▶ _Challenge_
Edit the records from the line containing "Point out metal hook" through the end of the records, replacing "frame" with "image" and leaving everything else unchanged.

▶ _Source records_

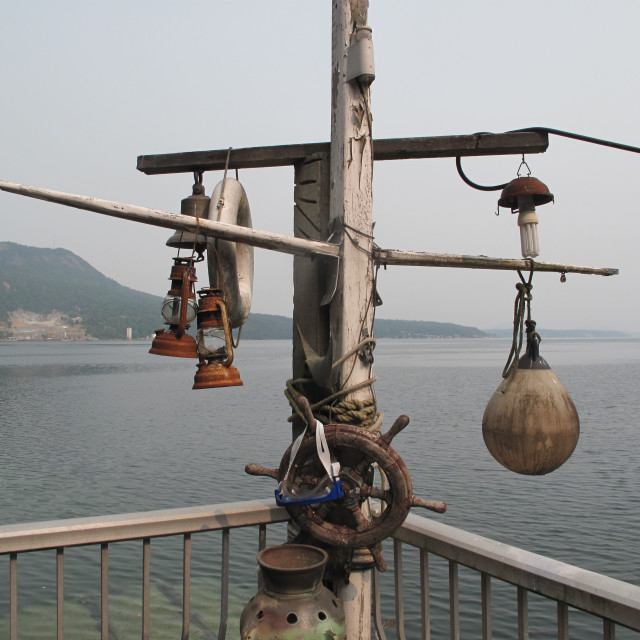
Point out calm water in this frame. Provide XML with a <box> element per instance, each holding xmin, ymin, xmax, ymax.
<box><xmin>0</xmin><ymin>339</ymin><xmax>640</xmax><ymax>639</ymax></box>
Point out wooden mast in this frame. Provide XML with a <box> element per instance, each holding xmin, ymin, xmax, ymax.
<box><xmin>329</xmin><ymin>0</ymin><xmax>374</xmax><ymax>639</ymax></box>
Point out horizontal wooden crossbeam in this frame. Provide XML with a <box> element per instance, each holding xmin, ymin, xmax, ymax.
<box><xmin>138</xmin><ymin>131</ymin><xmax>549</xmax><ymax>175</ymax></box>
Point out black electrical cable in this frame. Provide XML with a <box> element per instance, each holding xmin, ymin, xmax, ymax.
<box><xmin>456</xmin><ymin>156</ymin><xmax>509</xmax><ymax>191</ymax></box>
<box><xmin>509</xmin><ymin>127</ymin><xmax>640</xmax><ymax>153</ymax></box>
<box><xmin>456</xmin><ymin>127</ymin><xmax>640</xmax><ymax>191</ymax></box>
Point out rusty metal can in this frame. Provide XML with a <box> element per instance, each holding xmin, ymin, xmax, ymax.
<box><xmin>240</xmin><ymin>544</ymin><xmax>345</xmax><ymax>640</ymax></box>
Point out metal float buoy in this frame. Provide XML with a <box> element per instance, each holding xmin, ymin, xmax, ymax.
<box><xmin>482</xmin><ymin>334</ymin><xmax>580</xmax><ymax>475</ymax></box>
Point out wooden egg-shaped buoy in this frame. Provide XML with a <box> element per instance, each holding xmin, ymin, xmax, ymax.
<box><xmin>482</xmin><ymin>342</ymin><xmax>580</xmax><ymax>475</ymax></box>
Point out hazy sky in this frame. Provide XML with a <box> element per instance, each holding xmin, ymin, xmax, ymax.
<box><xmin>0</xmin><ymin>0</ymin><xmax>640</xmax><ymax>336</ymax></box>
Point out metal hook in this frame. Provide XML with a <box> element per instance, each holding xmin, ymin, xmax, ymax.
<box><xmin>517</xmin><ymin>153</ymin><xmax>531</xmax><ymax>178</ymax></box>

▶ _Response to the exercise_
Point out metal hook in this image. Provide XML with a <box> element per instance, each holding xmin, ymin, xmax, ymax.
<box><xmin>517</xmin><ymin>153</ymin><xmax>531</xmax><ymax>178</ymax></box>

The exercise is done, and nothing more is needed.